**WHAT THE TASK ASKS**
The records below must be transcribed exactly. Do not include the pictures.

**GIVEN DATA**
● ● ● ●
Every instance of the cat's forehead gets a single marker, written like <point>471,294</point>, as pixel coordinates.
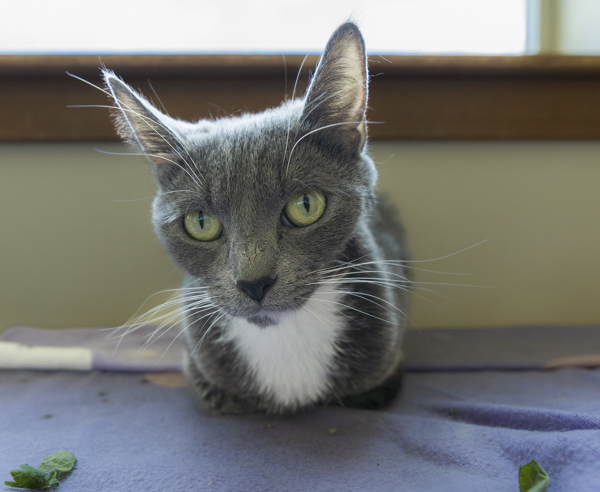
<point>255,153</point>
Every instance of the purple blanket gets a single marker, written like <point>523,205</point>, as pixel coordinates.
<point>452,430</point>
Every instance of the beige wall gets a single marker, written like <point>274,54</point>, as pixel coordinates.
<point>71,254</point>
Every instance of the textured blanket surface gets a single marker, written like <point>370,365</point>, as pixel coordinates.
<point>451,430</point>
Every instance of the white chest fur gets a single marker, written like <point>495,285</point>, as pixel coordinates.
<point>291,361</point>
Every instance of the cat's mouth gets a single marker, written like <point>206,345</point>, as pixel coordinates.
<point>264,318</point>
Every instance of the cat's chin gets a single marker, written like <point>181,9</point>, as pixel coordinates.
<point>264,318</point>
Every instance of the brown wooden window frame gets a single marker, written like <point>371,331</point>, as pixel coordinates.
<point>416,97</point>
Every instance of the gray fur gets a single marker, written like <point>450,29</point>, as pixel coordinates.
<point>243,170</point>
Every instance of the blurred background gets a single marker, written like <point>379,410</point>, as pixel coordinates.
<point>510,213</point>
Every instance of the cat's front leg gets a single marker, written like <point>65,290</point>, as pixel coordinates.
<point>212,399</point>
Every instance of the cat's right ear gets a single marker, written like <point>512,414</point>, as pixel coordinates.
<point>139,123</point>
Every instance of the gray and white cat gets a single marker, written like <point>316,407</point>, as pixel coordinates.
<point>295,271</point>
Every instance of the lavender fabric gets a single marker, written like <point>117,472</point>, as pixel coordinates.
<point>451,430</point>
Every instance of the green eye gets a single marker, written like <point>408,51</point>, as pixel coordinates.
<point>202,225</point>
<point>305,207</point>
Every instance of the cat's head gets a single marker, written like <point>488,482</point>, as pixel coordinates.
<point>254,207</point>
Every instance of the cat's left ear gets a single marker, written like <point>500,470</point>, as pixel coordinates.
<point>337,95</point>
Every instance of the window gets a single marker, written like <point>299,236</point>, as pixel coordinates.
<point>300,26</point>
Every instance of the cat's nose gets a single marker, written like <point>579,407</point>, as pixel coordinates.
<point>257,288</point>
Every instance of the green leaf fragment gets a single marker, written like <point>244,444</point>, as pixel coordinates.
<point>46,475</point>
<point>28,477</point>
<point>62,461</point>
<point>533,478</point>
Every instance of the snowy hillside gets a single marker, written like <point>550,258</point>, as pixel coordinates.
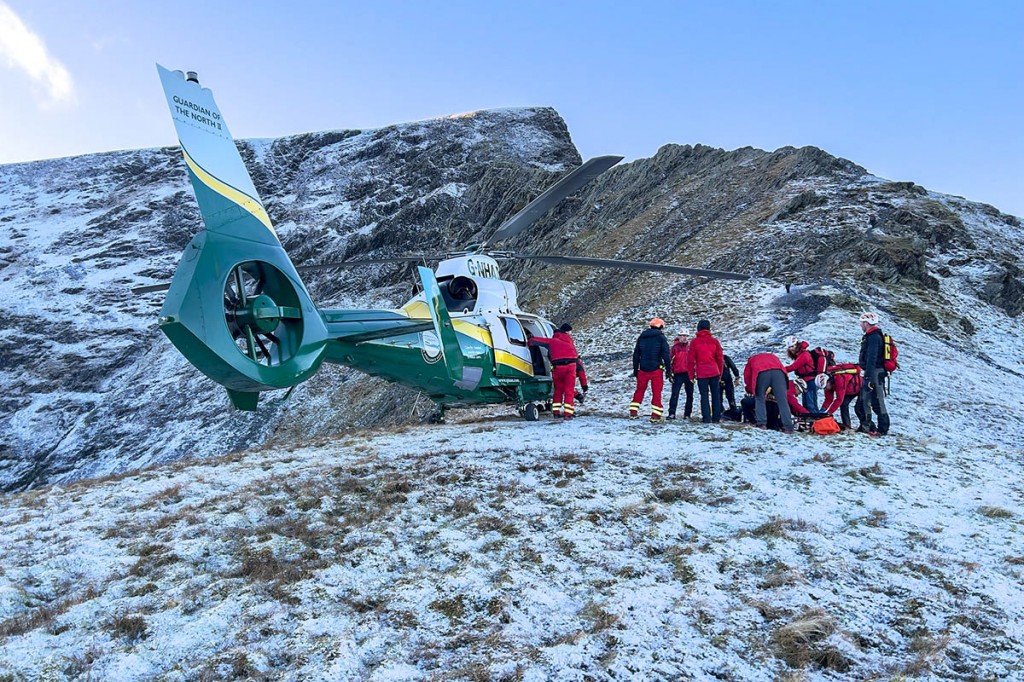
<point>496,549</point>
<point>91,386</point>
<point>340,539</point>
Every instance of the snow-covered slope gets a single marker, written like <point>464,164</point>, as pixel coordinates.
<point>496,549</point>
<point>90,384</point>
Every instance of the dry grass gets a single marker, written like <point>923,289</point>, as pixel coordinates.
<point>802,641</point>
<point>871,474</point>
<point>780,527</point>
<point>129,626</point>
<point>929,650</point>
<point>45,614</point>
<point>995,512</point>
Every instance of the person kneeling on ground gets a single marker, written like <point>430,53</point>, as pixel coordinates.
<point>765,371</point>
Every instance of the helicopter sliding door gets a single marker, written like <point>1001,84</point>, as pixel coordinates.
<point>539,354</point>
<point>512,357</point>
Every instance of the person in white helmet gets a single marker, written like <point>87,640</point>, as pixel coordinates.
<point>871,392</point>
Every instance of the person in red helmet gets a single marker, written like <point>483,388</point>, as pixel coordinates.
<point>764,372</point>
<point>651,360</point>
<point>707,366</point>
<point>680,376</point>
<point>565,366</point>
<point>805,368</point>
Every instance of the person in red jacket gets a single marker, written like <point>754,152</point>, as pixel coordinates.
<point>804,367</point>
<point>796,388</point>
<point>707,364</point>
<point>841,385</point>
<point>680,376</point>
<point>565,366</point>
<point>765,371</point>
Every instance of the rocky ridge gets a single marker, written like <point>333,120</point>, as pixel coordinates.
<point>93,388</point>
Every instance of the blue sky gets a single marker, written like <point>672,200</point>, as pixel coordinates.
<point>925,91</point>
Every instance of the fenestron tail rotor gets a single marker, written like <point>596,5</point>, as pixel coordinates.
<point>261,308</point>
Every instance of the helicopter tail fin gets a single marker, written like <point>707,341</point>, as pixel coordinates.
<point>463,376</point>
<point>236,308</point>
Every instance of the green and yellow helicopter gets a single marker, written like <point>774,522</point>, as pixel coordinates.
<point>238,310</point>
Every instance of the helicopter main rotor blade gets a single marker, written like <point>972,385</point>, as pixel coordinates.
<point>148,289</point>
<point>636,265</point>
<point>556,193</point>
<point>367,261</point>
<point>151,288</point>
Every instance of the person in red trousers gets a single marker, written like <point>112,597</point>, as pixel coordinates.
<point>842,383</point>
<point>651,360</point>
<point>565,366</point>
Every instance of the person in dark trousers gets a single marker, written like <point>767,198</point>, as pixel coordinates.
<point>871,389</point>
<point>680,377</point>
<point>651,360</point>
<point>707,366</point>
<point>765,371</point>
<point>729,376</point>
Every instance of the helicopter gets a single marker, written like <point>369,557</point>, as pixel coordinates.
<point>238,310</point>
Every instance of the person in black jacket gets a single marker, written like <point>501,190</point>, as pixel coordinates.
<point>729,381</point>
<point>871,391</point>
<point>651,360</point>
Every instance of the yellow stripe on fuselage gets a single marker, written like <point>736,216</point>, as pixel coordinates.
<point>230,194</point>
<point>420,309</point>
<point>507,358</point>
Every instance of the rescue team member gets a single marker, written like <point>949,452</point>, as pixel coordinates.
● ● ● ●
**ANSWER**
Every instance of the cat's forehead gets a single marker, written like <point>471,294</point>, as pixel coordinates.
<point>255,153</point>
Every instance of the purple blanket gets a single marker, written like <point>523,205</point>, as pixel coordinates.
<point>452,430</point>
Every instance of the beige wall gets a single marker, written like <point>274,54</point>, as pixel coordinates.
<point>71,254</point>
Every instance of the textured blanket surface gets a single marker, written like <point>370,365</point>, as pixel coordinates.
<point>451,430</point>
Every instance of the white chest fur gets a single marker, written like <point>495,285</point>, as pixel coordinates.
<point>291,361</point>
Every instance of the cat's mouth gets a single marker, written like <point>206,345</point>, as pixel coordinates.
<point>264,318</point>
Every instance of the cat's chin gets a single marker, written like <point>181,9</point>, as pixel coordinates.
<point>264,318</point>
Every instance of the brown wooden window frame gets a single marker, written like <point>371,331</point>, as pixel coordinates.
<point>416,97</point>
Every instance of the gray fur gets a single marker, written like <point>450,29</point>, as pixel coordinates.
<point>243,170</point>
Every instance of the blurred background gets a single marker, written like <point>379,410</point>, as pixel coordinates.
<point>510,213</point>
Every instance of the cat's front leg gets a single marker, written like <point>65,290</point>, as pixel coordinates.
<point>212,399</point>
Every instance of the cat's right ear gets a single marker, written like <point>512,414</point>, as pixel coordinates.
<point>139,123</point>
Every instance of the gray and white cat gets a single marker, written like <point>316,407</point>, as pixel coordinates.
<point>295,271</point>
Every instance of the lavender fabric gets a single marker, written like <point>117,472</point>, as pixel coordinates.
<point>451,430</point>
Every instance of the green eye gets a single marker, written like <point>408,51</point>, as pixel coordinates.
<point>202,225</point>
<point>305,207</point>
Every instance of the cat's head gets a single marker, written like <point>488,482</point>, as pixel coordinates.
<point>254,207</point>
Every instance of the cat's left ear gets a single marker, written like <point>500,470</point>, as pixel coordinates.
<point>337,95</point>
Every instance of the window gets a single marker, written like <point>299,236</point>, as pixel coordinates.
<point>300,26</point>
Every instance of the cat's nose gets a single marker, written like <point>579,407</point>, as pixel coordinates.
<point>257,288</point>
Every instance of the green leaf fragment gets a single marker, written like <point>244,444</point>, as pixel coordinates.
<point>46,475</point>
<point>28,477</point>
<point>62,461</point>
<point>533,478</point>
Every instance of the snowy hillside gets a single marker, written like <point>550,258</point>, as pixel coordinates.
<point>496,549</point>
<point>91,386</point>
<point>340,539</point>
Every instance of the snow-covered slope gets a single marker, written like <point>464,164</point>, as pixel coordinates.
<point>496,549</point>
<point>90,384</point>
Every instance of the dry grass gets a single marker, written like <point>923,289</point>, as pixel coordinates.
<point>802,641</point>
<point>871,474</point>
<point>780,527</point>
<point>129,626</point>
<point>929,650</point>
<point>45,614</point>
<point>995,512</point>
Every instance of the person kneeling on ground gets a single marker, written like <point>430,53</point>, as pixel coordinates.
<point>765,371</point>
Every instance of the helicopter sliding door gets a single marker, written like <point>1001,84</point>, as pixel coordinates.
<point>539,354</point>
<point>512,357</point>
Every instance of the person in white helmet gets a single marker, written like <point>87,640</point>, as pixel coordinates.
<point>871,392</point>
Every instance of the person in red helmet gets a single marker, written like <point>483,388</point>, as pixel coordinates.
<point>764,372</point>
<point>651,360</point>
<point>707,366</point>
<point>680,376</point>
<point>565,366</point>
<point>805,368</point>
Every instance of the person in red jacket gets a single marker, written like <point>754,152</point>, as pixel coordinates.
<point>804,367</point>
<point>796,388</point>
<point>707,364</point>
<point>841,385</point>
<point>680,376</point>
<point>565,366</point>
<point>765,371</point>
Every instance of the rocky ridge gets a single marker, written like <point>333,120</point>, as pixel coordinates.
<point>93,388</point>
Every instance of the blue sky gets a single marker, written like <point>672,200</point>, as pixel coordinates.
<point>925,91</point>
Every instance of the fenestron tail rotor gets a single marker, written like <point>596,5</point>, as pixel coordinates.
<point>261,308</point>
Every instance of the helicopter tail fin gets a single marker, written like <point>707,341</point>, as pixel coordinates.
<point>463,376</point>
<point>236,308</point>
Every instance of the green and yellow helicopter gets a single marker, written like <point>774,522</point>, as pixel coordinates.
<point>238,310</point>
Every instance of the helicopter main rotor blade gets a single marker, written like <point>972,385</point>, as pixel coordinates.
<point>148,289</point>
<point>636,265</point>
<point>556,193</point>
<point>367,261</point>
<point>151,288</point>
Every instance of the person in red trousers gets a single marker, written like <point>112,597</point>, as pixel coordinates.
<point>842,383</point>
<point>651,360</point>
<point>565,366</point>
Every instance of the person in dark trousers gets a single marker, written like <point>767,198</point>, as pixel coordinates.
<point>871,389</point>
<point>680,377</point>
<point>651,360</point>
<point>707,366</point>
<point>765,371</point>
<point>729,376</point>
Every instance of the helicopter gets a single marker, written like <point>369,557</point>, as pixel coordinates.
<point>238,310</point>
Every instance of the person in black jacket gets a single marker, written like <point>501,190</point>, as pixel coordinates.
<point>729,381</point>
<point>871,391</point>
<point>651,360</point>
Every instance of the yellow stripe on fuselage gets a single marker, written like <point>736,216</point>, as pixel coordinates.
<point>230,194</point>
<point>420,309</point>
<point>507,358</point>
Every instance of the rescue team member gets a single marker, written like <point>949,452</point>, as pixel coordinates.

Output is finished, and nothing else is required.